Supplied text>
○ ○ ○ ○ ○ ○ ○

While I was in the bathroom yesterday morning, my son came knocking with a, “Mom! What do you feed a baby goose?!” Of course, I wondered why this question was of such urgency, and he informed me that there was a baby goose in our front yard.

I’m sure most moms know the next line of this script: “I’ll be right out,” I told him.

 

purple cropped_tag

 

In the couple minutes it took me to get to the yard, our little feathered friend had moved to the next yard over—which was being mowed by big landscaper mowers. My husband pointed me in the right direction, and I could already hear the little one’s cries over the white noise of the mower.

The landscaper knew we were trying to help the little bugger who, for simplicity’s sake, I will now refer to as Gus. Gus the Goose. He wasn’t quite a baby goose, though, more like a toddler or tween (beyond “gosling”—and I don’t mean Ryan—I am not up on my goose terminology). So the landscaper scooped up Gus, who was ensnared in some tall weeds, and gently set him down on our side of the fence.

○ ○ ○ ○ ○ ○ ○

Entries provided>

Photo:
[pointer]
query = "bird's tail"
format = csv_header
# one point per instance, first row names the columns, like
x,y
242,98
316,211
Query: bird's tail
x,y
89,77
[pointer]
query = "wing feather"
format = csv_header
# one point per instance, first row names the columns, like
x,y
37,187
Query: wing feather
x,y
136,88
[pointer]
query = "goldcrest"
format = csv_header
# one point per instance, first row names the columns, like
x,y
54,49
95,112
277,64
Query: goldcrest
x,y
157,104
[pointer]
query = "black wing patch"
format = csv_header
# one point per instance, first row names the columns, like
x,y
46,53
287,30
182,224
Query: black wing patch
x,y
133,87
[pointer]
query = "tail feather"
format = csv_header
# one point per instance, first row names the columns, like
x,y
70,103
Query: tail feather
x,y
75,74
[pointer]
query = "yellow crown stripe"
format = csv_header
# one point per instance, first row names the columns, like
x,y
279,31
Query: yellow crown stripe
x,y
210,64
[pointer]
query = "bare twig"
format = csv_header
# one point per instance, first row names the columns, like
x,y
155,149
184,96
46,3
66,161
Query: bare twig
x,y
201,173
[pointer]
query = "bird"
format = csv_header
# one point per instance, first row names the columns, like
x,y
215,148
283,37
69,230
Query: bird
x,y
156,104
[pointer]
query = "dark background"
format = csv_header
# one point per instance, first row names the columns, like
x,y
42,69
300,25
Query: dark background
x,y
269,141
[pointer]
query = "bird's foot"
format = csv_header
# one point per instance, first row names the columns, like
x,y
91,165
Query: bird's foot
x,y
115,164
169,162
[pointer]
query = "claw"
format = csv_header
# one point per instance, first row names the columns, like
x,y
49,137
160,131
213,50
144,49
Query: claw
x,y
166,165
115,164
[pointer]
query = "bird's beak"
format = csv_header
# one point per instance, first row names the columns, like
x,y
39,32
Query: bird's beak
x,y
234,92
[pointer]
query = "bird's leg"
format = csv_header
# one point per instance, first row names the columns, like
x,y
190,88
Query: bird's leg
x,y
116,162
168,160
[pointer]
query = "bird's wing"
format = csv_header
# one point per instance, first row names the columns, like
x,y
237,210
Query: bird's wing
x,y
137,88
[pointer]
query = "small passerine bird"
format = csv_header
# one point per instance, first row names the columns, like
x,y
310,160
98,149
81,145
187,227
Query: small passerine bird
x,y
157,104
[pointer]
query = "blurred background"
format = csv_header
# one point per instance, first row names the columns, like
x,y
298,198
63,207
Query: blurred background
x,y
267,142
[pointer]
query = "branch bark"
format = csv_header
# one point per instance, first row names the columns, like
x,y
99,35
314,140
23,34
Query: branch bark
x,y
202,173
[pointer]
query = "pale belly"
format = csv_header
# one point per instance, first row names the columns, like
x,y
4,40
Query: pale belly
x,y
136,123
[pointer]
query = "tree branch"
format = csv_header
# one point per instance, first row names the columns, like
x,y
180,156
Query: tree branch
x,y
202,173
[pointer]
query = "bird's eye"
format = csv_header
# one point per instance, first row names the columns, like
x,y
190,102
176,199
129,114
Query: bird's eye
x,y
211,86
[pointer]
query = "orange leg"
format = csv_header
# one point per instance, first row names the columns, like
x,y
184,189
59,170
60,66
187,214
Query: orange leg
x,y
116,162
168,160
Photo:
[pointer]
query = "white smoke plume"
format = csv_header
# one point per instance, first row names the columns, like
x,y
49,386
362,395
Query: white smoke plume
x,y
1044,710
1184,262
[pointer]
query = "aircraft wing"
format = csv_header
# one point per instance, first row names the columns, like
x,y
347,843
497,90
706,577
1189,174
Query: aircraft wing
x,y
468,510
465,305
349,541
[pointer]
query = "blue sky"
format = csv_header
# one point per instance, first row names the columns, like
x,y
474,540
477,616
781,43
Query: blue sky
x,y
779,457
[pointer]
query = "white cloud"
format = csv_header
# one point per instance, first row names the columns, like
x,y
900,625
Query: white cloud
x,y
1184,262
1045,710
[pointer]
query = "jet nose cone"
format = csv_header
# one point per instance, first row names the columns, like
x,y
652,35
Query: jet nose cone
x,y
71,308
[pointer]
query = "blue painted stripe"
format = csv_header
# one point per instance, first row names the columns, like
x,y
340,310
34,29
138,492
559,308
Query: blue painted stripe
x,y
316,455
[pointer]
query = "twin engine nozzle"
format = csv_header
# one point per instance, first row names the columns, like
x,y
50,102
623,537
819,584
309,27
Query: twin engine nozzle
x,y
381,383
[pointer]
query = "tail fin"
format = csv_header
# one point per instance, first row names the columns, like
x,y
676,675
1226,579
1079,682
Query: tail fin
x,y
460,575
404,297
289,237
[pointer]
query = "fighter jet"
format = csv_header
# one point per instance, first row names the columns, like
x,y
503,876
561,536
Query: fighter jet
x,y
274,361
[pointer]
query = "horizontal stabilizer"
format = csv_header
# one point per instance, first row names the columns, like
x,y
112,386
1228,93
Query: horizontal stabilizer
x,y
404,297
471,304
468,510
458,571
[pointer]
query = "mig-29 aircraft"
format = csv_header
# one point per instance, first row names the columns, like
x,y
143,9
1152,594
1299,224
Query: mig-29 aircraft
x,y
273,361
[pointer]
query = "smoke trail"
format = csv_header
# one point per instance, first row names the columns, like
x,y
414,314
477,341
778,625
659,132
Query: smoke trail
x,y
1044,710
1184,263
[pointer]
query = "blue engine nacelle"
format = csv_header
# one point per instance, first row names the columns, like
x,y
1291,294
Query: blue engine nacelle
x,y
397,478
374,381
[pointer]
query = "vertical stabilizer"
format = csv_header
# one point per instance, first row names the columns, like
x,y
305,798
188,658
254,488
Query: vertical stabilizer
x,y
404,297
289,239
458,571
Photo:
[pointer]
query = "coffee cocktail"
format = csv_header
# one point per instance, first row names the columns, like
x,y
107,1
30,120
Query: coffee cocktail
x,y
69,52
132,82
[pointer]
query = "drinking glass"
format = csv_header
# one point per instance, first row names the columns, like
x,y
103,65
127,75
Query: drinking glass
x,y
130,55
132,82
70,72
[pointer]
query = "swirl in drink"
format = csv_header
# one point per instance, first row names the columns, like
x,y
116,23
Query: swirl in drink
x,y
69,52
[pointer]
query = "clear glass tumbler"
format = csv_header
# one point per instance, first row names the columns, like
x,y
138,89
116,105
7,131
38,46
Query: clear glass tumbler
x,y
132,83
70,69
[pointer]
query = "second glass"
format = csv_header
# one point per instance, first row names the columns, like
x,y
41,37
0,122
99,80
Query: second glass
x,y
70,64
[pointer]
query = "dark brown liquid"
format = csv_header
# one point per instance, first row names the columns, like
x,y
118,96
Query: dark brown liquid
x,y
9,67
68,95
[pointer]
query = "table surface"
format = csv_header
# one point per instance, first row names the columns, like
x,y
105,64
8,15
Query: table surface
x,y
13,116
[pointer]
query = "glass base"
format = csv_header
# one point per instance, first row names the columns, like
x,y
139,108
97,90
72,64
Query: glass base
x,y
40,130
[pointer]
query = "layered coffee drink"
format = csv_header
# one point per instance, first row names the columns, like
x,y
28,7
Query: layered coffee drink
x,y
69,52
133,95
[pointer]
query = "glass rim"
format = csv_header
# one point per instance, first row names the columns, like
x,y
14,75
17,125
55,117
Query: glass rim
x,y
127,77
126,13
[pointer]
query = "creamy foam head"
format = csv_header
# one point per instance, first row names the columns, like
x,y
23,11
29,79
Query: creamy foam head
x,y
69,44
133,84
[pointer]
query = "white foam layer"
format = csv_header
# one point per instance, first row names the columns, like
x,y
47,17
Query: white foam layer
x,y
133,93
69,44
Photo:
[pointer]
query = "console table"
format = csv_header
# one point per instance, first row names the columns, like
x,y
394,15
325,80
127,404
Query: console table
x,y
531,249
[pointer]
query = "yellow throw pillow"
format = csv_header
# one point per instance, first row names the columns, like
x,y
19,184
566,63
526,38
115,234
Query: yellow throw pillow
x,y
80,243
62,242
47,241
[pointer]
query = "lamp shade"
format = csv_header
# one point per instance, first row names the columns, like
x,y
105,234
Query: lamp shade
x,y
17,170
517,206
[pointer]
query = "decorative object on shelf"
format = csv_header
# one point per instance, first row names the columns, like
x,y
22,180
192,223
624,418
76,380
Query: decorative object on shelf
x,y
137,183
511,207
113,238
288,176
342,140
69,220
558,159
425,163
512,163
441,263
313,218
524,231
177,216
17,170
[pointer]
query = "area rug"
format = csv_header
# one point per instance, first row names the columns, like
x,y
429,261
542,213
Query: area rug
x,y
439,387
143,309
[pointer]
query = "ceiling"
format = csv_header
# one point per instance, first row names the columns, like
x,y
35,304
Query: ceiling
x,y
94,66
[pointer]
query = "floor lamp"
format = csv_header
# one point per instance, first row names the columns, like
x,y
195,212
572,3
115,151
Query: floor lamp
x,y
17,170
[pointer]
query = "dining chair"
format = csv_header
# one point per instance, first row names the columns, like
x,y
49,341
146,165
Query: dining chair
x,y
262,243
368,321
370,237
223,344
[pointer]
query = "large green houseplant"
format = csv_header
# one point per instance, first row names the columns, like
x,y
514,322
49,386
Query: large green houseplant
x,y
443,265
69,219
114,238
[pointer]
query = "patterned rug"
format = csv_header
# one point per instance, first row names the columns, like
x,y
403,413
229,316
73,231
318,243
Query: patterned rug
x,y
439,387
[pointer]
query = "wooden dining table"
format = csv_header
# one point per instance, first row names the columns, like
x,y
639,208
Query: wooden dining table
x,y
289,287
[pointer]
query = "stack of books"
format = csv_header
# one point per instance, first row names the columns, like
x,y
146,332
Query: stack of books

○ ○ ○ ○ ○ ○ ○

Exercise instructions> Go on with the account of the young goose in the front yard, starting right after its last sentence.

Solved exercise>
Little Gus freaked.

He cried and ran around, well—for lack of an appropriate goose cliché—like a chicken with his head cut off.

No matter how slowly we moved or sweetly we cooed to him, he wanted nothing to do with us. The trouble was, he couldn’t fly, and unless he wanted to live in our yard until that day where his wings would lift him, he needed our help.

Unlike the wonderful nature shows filled with men and women who are extremely knowledgeable about wildlife, our little group’s best instinct was to offer water and some sunflower seeds along with some calming and reassuring voices.

Shockingly, Gus did not speak English. If we approached two steps, Gus frantically waddled seventy.

Eventually he resigned himself to his panic and fear and the seeming futility of it all. He waddled to the corner of our house by the glider door, nestled down, and ducked his little beak under a row of siding.

 

Vito and Gus

 

Our dog, Vito, as you can see, offered up a welcoming committee that Gus denied.

Here he was, needing help, having people want to help him, and all he could do was poop on our deck.

After he rested a few, we planned to pick him up and put him over our fence to set him free.

Still not speaking English, Gus freaked again.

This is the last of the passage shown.